Problem details. Below are the records; give again exactly the line with "Where can you see the sunlit", the line with "Where can you see the blurred tree?", and each line that lies between them, and nothing besides.

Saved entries
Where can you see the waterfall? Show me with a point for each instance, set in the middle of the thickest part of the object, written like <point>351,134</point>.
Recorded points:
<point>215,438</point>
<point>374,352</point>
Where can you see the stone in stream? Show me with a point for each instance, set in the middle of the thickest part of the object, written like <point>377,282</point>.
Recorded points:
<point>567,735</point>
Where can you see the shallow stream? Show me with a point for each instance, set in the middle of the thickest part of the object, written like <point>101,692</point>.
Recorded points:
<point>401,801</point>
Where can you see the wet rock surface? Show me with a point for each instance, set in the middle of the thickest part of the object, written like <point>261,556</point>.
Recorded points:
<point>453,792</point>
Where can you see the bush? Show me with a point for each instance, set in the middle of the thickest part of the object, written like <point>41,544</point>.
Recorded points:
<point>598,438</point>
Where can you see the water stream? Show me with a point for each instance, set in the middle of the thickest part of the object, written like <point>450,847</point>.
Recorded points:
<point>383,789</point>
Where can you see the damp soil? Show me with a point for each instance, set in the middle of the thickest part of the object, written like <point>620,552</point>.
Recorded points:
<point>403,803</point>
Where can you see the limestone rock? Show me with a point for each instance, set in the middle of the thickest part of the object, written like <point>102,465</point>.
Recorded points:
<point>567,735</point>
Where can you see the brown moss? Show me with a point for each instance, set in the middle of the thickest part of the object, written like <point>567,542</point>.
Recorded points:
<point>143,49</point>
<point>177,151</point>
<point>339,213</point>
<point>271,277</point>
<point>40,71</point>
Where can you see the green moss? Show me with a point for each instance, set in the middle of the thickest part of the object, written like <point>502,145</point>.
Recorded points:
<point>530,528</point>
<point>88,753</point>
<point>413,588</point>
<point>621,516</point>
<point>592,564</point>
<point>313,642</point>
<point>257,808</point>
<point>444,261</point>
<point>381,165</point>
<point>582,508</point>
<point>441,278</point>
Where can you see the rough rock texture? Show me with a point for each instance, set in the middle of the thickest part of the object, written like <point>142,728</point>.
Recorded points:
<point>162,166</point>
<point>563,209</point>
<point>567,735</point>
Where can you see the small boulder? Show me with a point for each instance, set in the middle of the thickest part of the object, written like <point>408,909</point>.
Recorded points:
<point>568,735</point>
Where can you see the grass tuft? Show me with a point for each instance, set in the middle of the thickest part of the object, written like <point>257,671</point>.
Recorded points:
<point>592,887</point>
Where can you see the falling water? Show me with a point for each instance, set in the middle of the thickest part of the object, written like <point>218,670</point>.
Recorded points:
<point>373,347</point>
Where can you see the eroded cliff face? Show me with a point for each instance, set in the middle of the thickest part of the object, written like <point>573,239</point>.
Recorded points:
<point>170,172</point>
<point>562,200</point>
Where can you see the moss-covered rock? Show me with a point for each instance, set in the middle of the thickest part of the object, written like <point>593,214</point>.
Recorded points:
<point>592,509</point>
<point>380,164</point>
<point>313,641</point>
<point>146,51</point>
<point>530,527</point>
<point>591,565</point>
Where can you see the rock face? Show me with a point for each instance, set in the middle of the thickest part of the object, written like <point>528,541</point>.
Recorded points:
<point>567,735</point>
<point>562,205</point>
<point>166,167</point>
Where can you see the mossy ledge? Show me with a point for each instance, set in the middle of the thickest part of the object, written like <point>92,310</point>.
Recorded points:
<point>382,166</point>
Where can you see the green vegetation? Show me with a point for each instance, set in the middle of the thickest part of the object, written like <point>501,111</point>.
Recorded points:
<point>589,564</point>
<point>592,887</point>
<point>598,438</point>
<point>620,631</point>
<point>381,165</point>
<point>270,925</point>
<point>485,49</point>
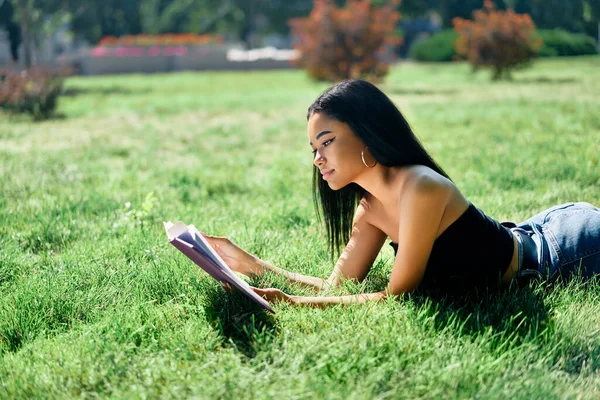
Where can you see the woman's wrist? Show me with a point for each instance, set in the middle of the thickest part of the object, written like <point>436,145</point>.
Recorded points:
<point>261,267</point>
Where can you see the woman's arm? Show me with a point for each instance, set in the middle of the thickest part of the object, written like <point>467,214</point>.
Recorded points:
<point>354,263</point>
<point>421,212</point>
<point>245,263</point>
<point>304,280</point>
<point>276,295</point>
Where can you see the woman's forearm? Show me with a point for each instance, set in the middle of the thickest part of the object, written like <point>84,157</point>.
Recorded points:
<point>305,280</point>
<point>322,302</point>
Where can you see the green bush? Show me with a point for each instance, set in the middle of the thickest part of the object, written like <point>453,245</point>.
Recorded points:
<point>558,42</point>
<point>34,91</point>
<point>437,48</point>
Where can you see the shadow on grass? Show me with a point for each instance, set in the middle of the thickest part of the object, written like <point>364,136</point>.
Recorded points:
<point>516,313</point>
<point>240,321</point>
<point>110,90</point>
<point>546,79</point>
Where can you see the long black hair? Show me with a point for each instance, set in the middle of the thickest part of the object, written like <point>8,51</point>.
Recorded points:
<point>372,116</point>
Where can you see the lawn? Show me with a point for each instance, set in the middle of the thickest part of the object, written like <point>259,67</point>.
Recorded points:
<point>94,301</point>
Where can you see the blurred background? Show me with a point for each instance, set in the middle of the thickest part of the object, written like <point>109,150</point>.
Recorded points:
<point>121,36</point>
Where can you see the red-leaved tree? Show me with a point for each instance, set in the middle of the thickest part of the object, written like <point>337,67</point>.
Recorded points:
<point>500,40</point>
<point>356,41</point>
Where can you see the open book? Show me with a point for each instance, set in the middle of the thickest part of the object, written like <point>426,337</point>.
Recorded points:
<point>191,243</point>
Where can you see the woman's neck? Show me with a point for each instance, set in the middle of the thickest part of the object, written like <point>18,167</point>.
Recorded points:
<point>381,182</point>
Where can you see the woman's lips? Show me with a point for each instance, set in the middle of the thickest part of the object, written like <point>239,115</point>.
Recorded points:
<point>326,173</point>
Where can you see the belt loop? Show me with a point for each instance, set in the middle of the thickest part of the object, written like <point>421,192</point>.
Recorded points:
<point>519,247</point>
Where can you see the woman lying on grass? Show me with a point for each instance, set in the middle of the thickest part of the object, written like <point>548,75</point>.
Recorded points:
<point>374,180</point>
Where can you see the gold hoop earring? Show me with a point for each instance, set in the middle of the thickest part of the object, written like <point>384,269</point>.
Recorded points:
<point>362,155</point>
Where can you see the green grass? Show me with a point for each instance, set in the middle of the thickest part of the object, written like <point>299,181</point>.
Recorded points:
<point>94,302</point>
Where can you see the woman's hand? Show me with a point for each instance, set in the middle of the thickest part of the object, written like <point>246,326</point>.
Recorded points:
<point>235,257</point>
<point>273,295</point>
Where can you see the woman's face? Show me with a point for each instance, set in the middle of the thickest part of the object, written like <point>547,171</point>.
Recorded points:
<point>337,150</point>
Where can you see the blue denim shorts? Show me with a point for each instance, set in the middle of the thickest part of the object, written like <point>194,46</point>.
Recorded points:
<point>567,237</point>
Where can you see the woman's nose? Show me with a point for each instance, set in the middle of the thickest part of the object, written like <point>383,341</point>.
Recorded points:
<point>318,159</point>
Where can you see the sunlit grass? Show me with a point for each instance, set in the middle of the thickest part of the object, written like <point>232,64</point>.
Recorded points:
<point>95,302</point>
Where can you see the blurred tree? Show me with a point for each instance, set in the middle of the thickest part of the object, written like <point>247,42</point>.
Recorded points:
<point>93,19</point>
<point>450,9</point>
<point>36,17</point>
<point>417,8</point>
<point>11,27</point>
<point>500,40</point>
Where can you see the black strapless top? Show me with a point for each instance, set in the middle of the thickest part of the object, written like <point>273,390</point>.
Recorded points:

Answer to this task.
Where can you see the sunlit grass? Show me with a point for each instance, set in the middle of the thickest part of the object, written like <point>232,64</point>.
Recorded points:
<point>95,302</point>
Where can you see the blurred tree? Show me with a point for each instance, set in the middle of the thickest part of the object, written like <point>247,42</point>.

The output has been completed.